• [TASK LIST]
1. Summarize the passage about the avalanche in two sentences.
2. Quote the part of the passage about the avalanche that opens with the words "The skier who" and closes with "and daughter, Anna.".
3. Extend the passage about the avalanche, picking up after its final sentence.

(TEXT FOR ANALYSIS)

The two skiers who were on the slope were caught up and buried in the slide, which the report said measured 400 feet wide, 1,250 feet long and 4-9 feet deep.
The first guide radioed for help from all PCPC employees as well as a medical helicopter as he descended the slope, hoping his transceiver would pick up a signal from the beacon of one of the buried skiers, the report states. PCPC outfits all its clients with avalanche beacons, according to the company’s website, but probes and shovels are optional and not provided.
That guide reached the bottom of the debris field without fielding a reliable signal, the report states. As he prepared to skin back up the slide path to continue his search, the second guide arrived on scene and picked up a signal. With the help of a fifth skier, that guide dug down about four feet to uncover one of the buried skiers. They found the skier face up, breathing and alert. That skier, who has not been identified, was extricated from the snow and flown to a hospital, where they were later released.
Meanwhile, the search for the second skier continued, aided by snowcat drivers and other PCPC guides. When they picked up the signal for that skier, it indicated he was buried about six feet under the snow, according to the report. The first guide led the excavation process, and when they uncovered the skier, he was face down, not breathing and had no pulse. Efforts to resuscitate him failed, and he was declared dead an hour and 20 minutes after the avalanche.
The skier who died in the avalanche was Ryan Barr, a 46-year-old commercial real estate agent from San Diego. Barr was “a devoted husband, father, son, and brother” who “loved skiing, surfing and cooking,” according to a statement put out by his family through the Summit County Sheriff’s Department. He left behind his wife, Caroline, and daughter, Anna.
The UAC noted in its report that a couple of factors led to Barr’s death.
“One factor was that [he] was buried deeply. Shoveling is the most demanding and time-consuming phase of a rescue which takes longer the deeper a person is buried,” the report said. “The other factor was that there were two people buried. Rescue becomes more complex and more time consuming when there are multiple people buried by an avalanche.”

(End TEXT FOR ANALYSIS)
(INFORMATION GIVEN)

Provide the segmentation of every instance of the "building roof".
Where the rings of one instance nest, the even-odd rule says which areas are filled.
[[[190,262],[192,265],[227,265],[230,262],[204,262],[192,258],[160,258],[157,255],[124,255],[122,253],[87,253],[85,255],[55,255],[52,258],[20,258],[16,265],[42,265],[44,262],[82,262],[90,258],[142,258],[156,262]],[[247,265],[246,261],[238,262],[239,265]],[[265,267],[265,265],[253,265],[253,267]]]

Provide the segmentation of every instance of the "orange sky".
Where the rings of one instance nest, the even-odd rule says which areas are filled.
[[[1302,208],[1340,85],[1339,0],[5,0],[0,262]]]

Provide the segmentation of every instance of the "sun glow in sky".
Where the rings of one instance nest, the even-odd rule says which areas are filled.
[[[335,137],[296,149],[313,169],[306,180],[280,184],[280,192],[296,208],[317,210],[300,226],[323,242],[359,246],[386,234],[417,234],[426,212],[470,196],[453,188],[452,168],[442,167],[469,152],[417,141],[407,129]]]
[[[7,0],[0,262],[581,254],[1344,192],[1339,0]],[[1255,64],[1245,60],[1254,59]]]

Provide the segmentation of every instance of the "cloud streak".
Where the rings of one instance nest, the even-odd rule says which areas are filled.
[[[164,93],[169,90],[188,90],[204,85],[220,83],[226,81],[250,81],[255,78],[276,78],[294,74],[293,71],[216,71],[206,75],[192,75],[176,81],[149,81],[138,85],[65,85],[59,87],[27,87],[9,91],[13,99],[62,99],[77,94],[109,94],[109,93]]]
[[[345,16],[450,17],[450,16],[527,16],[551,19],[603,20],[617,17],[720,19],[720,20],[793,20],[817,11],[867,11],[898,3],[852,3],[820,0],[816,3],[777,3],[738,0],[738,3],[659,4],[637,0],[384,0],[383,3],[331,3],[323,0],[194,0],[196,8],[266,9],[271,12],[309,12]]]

(End INFORMATION GIVEN)

• [REPLIES]
1. An avalanche buried two skiers, and guides dug out one, who was found breathing and was later released from a hospital, while the other, Ryan Barr, a 46-year-old commercial real estate agent from San Diego, was found about six feet down with no pulse and was declared dead. The UAC report named two factors in his death: he was buried deeply, and there were two people buried, which made the rescue more complex and time-consuming.

2.
The skier who died in the avalanche was Ryan Barr, a 46-year-old commercial real estate agent from San Diego. Barr was “a devoted husband, father, son, and brother” who “loved skiing, surfing and cooking,” according to a statement put out by his family through the Summit County Sheriff’s Department. He left behind his wife, Caroline, and daughter, Anna.

3.
Barr was just the second skier to die in an avalanche in the Uintas since at least 1914, according to a UAC log that dates back to the year, though a dozen snowmobilers have died there. The only other skier death in the range took place in 2002 — before the UAC created avalanche forecasts for the area — when experienced avalanche worker Brian Roust and his dog were killed in a slide on Windy Ridge, which is also in upper Weber Canyon.
The Uintas have seen an uptick in backcountry travelers in recent years, however. Gordon said more people have been going there to escape crowding in the Cottonwood Canyons and other areas closer to the Salt Lake Valley.
In a statement to the Tribune, PCPC said this is the first fatality under its watch.
“It is impossible to put into words the sorrow we feel and the grief that is shared by the entirety of our Powder Cat family,” the statement said.
“In our 29 years of operation, this is the first tragedy we have experienced of this magnitude. We consider every one of our guests’ [sic] to be family and will continue to put our primary focus on the safety & well being of our guests and staff.”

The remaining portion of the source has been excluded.